**Task prompt**.
Every entry in the following listing must be restated word for word, though not its pictures.
* * *
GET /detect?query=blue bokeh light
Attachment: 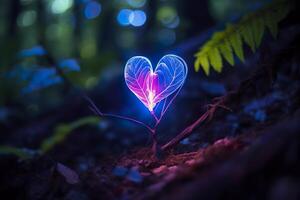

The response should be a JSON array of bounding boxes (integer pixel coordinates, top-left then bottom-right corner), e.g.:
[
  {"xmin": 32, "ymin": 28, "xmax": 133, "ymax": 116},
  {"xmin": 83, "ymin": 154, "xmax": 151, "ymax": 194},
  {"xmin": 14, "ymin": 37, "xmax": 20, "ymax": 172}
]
[
  {"xmin": 129, "ymin": 10, "xmax": 146, "ymax": 27},
  {"xmin": 117, "ymin": 9, "xmax": 133, "ymax": 26},
  {"xmin": 84, "ymin": 1, "xmax": 102, "ymax": 19}
]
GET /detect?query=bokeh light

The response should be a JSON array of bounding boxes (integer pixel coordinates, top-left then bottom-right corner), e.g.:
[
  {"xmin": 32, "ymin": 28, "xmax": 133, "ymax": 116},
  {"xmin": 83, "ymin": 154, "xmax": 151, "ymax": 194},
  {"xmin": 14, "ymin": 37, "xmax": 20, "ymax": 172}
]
[
  {"xmin": 117, "ymin": 9, "xmax": 133, "ymax": 26},
  {"xmin": 84, "ymin": 1, "xmax": 102, "ymax": 19},
  {"xmin": 166, "ymin": 16, "xmax": 180, "ymax": 28},
  {"xmin": 126, "ymin": 0, "xmax": 147, "ymax": 8},
  {"xmin": 17, "ymin": 10, "xmax": 37, "ymax": 27},
  {"xmin": 156, "ymin": 6, "xmax": 179, "ymax": 28},
  {"xmin": 129, "ymin": 10, "xmax": 147, "ymax": 27},
  {"xmin": 51, "ymin": 0, "xmax": 73, "ymax": 14}
]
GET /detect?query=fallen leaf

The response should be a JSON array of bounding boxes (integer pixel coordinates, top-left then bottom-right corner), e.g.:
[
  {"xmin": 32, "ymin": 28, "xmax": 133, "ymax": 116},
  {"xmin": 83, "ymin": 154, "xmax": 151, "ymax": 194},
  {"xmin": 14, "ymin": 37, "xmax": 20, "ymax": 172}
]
[{"xmin": 56, "ymin": 163, "xmax": 80, "ymax": 184}]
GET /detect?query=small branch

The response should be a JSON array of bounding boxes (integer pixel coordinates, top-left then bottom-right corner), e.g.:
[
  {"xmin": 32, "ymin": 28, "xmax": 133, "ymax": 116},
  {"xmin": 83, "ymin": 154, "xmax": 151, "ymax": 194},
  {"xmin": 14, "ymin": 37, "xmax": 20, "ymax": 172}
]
[
  {"xmin": 84, "ymin": 95, "xmax": 154, "ymax": 133},
  {"xmin": 161, "ymin": 95, "xmax": 231, "ymax": 151},
  {"xmin": 151, "ymin": 111, "xmax": 159, "ymax": 123}
]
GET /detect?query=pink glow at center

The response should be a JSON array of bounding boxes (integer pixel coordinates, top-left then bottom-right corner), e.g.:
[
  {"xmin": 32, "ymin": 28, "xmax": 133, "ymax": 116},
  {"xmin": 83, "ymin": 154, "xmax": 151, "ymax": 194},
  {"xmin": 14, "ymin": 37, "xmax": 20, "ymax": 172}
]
[
  {"xmin": 124, "ymin": 55, "xmax": 188, "ymax": 113},
  {"xmin": 146, "ymin": 71, "xmax": 159, "ymax": 111}
]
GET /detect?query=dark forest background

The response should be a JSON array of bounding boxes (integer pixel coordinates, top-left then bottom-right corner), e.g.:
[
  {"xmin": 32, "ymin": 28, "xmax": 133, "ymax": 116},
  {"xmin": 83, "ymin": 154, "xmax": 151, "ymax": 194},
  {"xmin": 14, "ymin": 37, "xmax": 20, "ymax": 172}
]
[{"xmin": 0, "ymin": 0, "xmax": 299, "ymax": 200}]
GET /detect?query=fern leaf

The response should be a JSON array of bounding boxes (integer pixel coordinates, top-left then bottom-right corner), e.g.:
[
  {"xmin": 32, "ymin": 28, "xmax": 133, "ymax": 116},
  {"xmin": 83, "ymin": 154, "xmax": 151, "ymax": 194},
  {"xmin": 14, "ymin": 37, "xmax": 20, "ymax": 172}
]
[
  {"xmin": 240, "ymin": 18, "xmax": 256, "ymax": 52},
  {"xmin": 198, "ymin": 54, "xmax": 210, "ymax": 75},
  {"xmin": 265, "ymin": 12, "xmax": 278, "ymax": 38},
  {"xmin": 193, "ymin": 0, "xmax": 291, "ymax": 75},
  {"xmin": 208, "ymin": 48, "xmax": 222, "ymax": 73},
  {"xmin": 229, "ymin": 31, "xmax": 245, "ymax": 62},
  {"xmin": 194, "ymin": 55, "xmax": 201, "ymax": 72},
  {"xmin": 275, "ymin": 1, "xmax": 290, "ymax": 21},
  {"xmin": 252, "ymin": 17, "xmax": 265, "ymax": 48},
  {"xmin": 219, "ymin": 40, "xmax": 234, "ymax": 66}
]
* * *
**Solution to this task**.
GET /detect?query=blue bokeh light
Attachment: 

The response should be a JSON array of bounding boxes (integer pixel coordinates, top-left then bottom-right corner), e.g.:
[
  {"xmin": 32, "ymin": 28, "xmax": 133, "ymax": 116},
  {"xmin": 83, "ymin": 154, "xmax": 151, "ymax": 194},
  {"xmin": 14, "ymin": 37, "xmax": 20, "ymax": 172}
]
[
  {"xmin": 129, "ymin": 10, "xmax": 146, "ymax": 27},
  {"xmin": 117, "ymin": 9, "xmax": 133, "ymax": 26},
  {"xmin": 84, "ymin": 1, "xmax": 102, "ymax": 19}
]
GET /detect?query=bokeh light

The response should be a JSON array of bounding boxes (integer pixel coordinates, top-left then bottom-right corner), e.g.:
[
  {"xmin": 32, "ymin": 28, "xmax": 133, "ymax": 116},
  {"xmin": 83, "ymin": 154, "xmax": 151, "ymax": 194},
  {"xmin": 14, "ymin": 37, "xmax": 20, "ymax": 172}
]
[
  {"xmin": 117, "ymin": 9, "xmax": 133, "ymax": 26},
  {"xmin": 84, "ymin": 1, "xmax": 102, "ymax": 19},
  {"xmin": 166, "ymin": 16, "xmax": 180, "ymax": 28},
  {"xmin": 126, "ymin": 0, "xmax": 147, "ymax": 8},
  {"xmin": 17, "ymin": 10, "xmax": 37, "ymax": 27},
  {"xmin": 156, "ymin": 6, "xmax": 179, "ymax": 28},
  {"xmin": 129, "ymin": 10, "xmax": 147, "ymax": 27},
  {"xmin": 51, "ymin": 0, "xmax": 73, "ymax": 14}
]
GET /detect?query=fallen leaf

The response should be a JSON array of bounding boxes (integer pixel coordinates, top-left then bottom-right corner), e.g.:
[
  {"xmin": 32, "ymin": 28, "xmax": 133, "ymax": 116},
  {"xmin": 83, "ymin": 154, "xmax": 151, "ymax": 194},
  {"xmin": 14, "ymin": 37, "xmax": 20, "ymax": 172}
]
[{"xmin": 56, "ymin": 163, "xmax": 80, "ymax": 184}]
GET /detect?query=small branch

The response should be a JSON array of bounding boxes (integer pixel coordinates, top-left then bottom-right corner), e.g.:
[
  {"xmin": 32, "ymin": 28, "xmax": 133, "ymax": 116},
  {"xmin": 83, "ymin": 154, "xmax": 151, "ymax": 194},
  {"xmin": 14, "ymin": 37, "xmax": 20, "ymax": 172}
]
[
  {"xmin": 84, "ymin": 95, "xmax": 154, "ymax": 133},
  {"xmin": 161, "ymin": 95, "xmax": 231, "ymax": 151},
  {"xmin": 151, "ymin": 111, "xmax": 159, "ymax": 123}
]
GET /detect?query=pink glow at center

The response should be a JSON array of bounding boxes (integer pixel coordinates, top-left then bottom-right corner), e.g.:
[
  {"xmin": 32, "ymin": 28, "xmax": 133, "ymax": 116},
  {"xmin": 83, "ymin": 154, "xmax": 151, "ymax": 194},
  {"xmin": 14, "ymin": 37, "xmax": 20, "ymax": 172}
]
[
  {"xmin": 124, "ymin": 55, "xmax": 188, "ymax": 113},
  {"xmin": 146, "ymin": 71, "xmax": 159, "ymax": 111}
]
GET /detect?query=dark forest background

The response should be a JSON array of bounding boxes (integer pixel coordinates, top-left then bottom-right corner), e.g.:
[
  {"xmin": 32, "ymin": 28, "xmax": 133, "ymax": 116},
  {"xmin": 83, "ymin": 154, "xmax": 151, "ymax": 194},
  {"xmin": 14, "ymin": 37, "xmax": 20, "ymax": 172}
]
[{"xmin": 0, "ymin": 0, "xmax": 299, "ymax": 200}]
GET /detect?query=fern leaf

The response should be a JSON array of bounding boxes (integer pixel coordinates, top-left then bottom-right corner), e.g.:
[
  {"xmin": 32, "ymin": 28, "xmax": 133, "ymax": 116},
  {"xmin": 83, "ymin": 154, "xmax": 151, "ymax": 194},
  {"xmin": 14, "ymin": 37, "xmax": 20, "ymax": 172}
]
[
  {"xmin": 240, "ymin": 18, "xmax": 256, "ymax": 52},
  {"xmin": 198, "ymin": 54, "xmax": 210, "ymax": 75},
  {"xmin": 265, "ymin": 12, "xmax": 278, "ymax": 38},
  {"xmin": 193, "ymin": 0, "xmax": 291, "ymax": 75},
  {"xmin": 208, "ymin": 48, "xmax": 222, "ymax": 73},
  {"xmin": 229, "ymin": 31, "xmax": 245, "ymax": 62},
  {"xmin": 194, "ymin": 55, "xmax": 201, "ymax": 72},
  {"xmin": 275, "ymin": 1, "xmax": 290, "ymax": 21},
  {"xmin": 252, "ymin": 17, "xmax": 265, "ymax": 48},
  {"xmin": 219, "ymin": 40, "xmax": 234, "ymax": 66}
]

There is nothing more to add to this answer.